Interview Magazine enlisted Beyoncé to her sister Solange, who graces the cover of their new issue, to interview her in a a phone chat.

Bey, who refers to herself as Solange's "biggest fan," goes right in to grill her sib about the process making of her masterpiece A Seat at the Table, her since the release of it, and about growing up together.

Some highlights:

Bey illustrates Solange as a kid:

You were obsessed with Alanis Morissette and Minnie Riperton and mixing prints with your clothes ... when you were only 10 years old. You would lock yourself in a room with your drum set and a record player and write songs.

Solange on the origins of her musical love affair:

I remember having so much perspective about my voice, and how to use my voice, at such a young age—whether it was through dance, poetry, or coming up with different projects. I guess I always felt a yearning to communicate—I had a lot of things to say. And I appreciated y'all's patience in the house during all of these different phases. They were not ever very introverted, quiet phases.

Solange on the origins of her keen sense of self:

I remember being really young and having this voice inside that told me to trust my gut. And my gut has been really, really strong in my life. It's pretty vocal and it leads me. Sometimes I haven't listened, and those times didn't end up very well for me. I think all of our family—you and mom—we're all very intuitive people. A lot of that comes through our mother, her always following her gut, and I think that spoke to me really loudly at a young age and encouraged me to do the same.

Labeled-object pointing entries:
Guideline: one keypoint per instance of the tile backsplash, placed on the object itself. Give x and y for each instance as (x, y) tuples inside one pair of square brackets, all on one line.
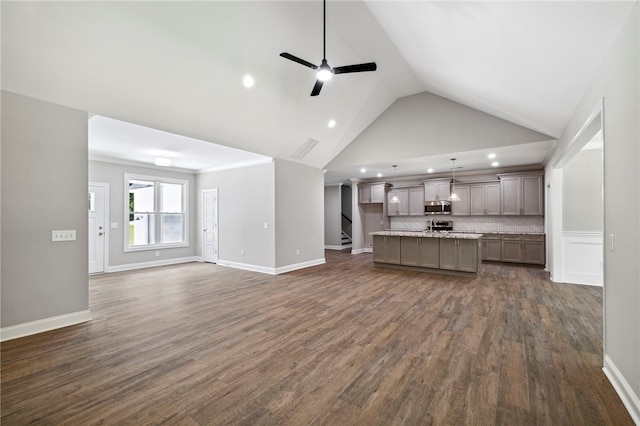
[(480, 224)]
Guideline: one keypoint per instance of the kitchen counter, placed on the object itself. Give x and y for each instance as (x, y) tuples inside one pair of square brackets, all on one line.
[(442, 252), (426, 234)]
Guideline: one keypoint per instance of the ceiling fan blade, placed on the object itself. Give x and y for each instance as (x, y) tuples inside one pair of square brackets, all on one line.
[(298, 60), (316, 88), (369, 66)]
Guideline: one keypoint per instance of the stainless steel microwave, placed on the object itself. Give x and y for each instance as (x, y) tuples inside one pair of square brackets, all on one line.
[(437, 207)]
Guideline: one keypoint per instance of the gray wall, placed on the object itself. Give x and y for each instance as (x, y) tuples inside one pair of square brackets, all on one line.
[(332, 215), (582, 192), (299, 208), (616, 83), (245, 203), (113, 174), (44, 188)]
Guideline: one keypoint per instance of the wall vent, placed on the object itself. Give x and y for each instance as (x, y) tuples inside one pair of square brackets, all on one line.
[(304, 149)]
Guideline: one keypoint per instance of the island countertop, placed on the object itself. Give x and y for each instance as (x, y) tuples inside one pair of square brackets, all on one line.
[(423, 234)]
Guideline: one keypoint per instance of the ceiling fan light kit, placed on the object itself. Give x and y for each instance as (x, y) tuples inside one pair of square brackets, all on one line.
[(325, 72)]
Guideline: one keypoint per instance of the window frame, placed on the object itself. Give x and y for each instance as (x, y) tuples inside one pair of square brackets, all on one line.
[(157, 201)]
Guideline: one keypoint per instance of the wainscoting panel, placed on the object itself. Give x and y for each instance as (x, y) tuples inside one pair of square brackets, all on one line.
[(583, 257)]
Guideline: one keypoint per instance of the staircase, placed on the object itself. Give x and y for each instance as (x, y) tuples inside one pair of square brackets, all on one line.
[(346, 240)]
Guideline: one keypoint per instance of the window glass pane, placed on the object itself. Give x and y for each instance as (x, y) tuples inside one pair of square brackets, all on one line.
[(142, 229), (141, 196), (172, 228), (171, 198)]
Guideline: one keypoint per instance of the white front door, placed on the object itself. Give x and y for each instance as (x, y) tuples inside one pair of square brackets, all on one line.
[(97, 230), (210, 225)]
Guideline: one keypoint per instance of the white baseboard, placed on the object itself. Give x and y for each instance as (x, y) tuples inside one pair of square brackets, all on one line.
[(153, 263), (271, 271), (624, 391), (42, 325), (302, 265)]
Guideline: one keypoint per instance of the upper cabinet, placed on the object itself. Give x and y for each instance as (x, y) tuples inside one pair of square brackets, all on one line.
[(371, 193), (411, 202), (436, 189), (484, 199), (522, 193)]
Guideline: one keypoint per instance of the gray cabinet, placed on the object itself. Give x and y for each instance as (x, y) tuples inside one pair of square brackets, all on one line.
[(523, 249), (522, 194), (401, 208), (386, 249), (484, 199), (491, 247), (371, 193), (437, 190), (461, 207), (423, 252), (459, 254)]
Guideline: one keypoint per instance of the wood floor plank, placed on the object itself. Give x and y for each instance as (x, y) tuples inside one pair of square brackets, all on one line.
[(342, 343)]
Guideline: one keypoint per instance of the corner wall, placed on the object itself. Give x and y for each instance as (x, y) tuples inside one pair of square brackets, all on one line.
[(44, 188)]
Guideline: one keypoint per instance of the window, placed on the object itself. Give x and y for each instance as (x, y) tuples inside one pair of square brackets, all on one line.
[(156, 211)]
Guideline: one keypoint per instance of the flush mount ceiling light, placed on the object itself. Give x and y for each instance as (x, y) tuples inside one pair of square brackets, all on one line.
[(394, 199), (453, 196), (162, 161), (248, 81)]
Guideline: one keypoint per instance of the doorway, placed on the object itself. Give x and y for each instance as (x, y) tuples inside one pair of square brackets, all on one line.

▶ _Exercise task A_
Transcribe the interview excerpt between "Bey, who refers" and "and write songs.", inclusive.
▶ _Exercise task B_
In the interview excerpt, which two musicians does Beyoncé say Solange was obsessed with as a child?
The rows are separate material that stands apart from the interview excerpt.

▶ _Worked answer A_
Bey, who refers to herself as Solange's "biggest fan," goes right in to grill her sib about the process making of her masterpiece A Seat at the Table, her since the release of it, and about growing up together.

Some highlights:

Bey illustrates Solange as a kid:

You were obsessed with Alanis Morissette and Minnie Riperton and mixing prints with your clothes ... when you were only 10 years old. You would lock yourself in a room with your drum set and a record player and write songs.

▶ _Worked answer B_
Alanis Morissette and Minnie Riperton.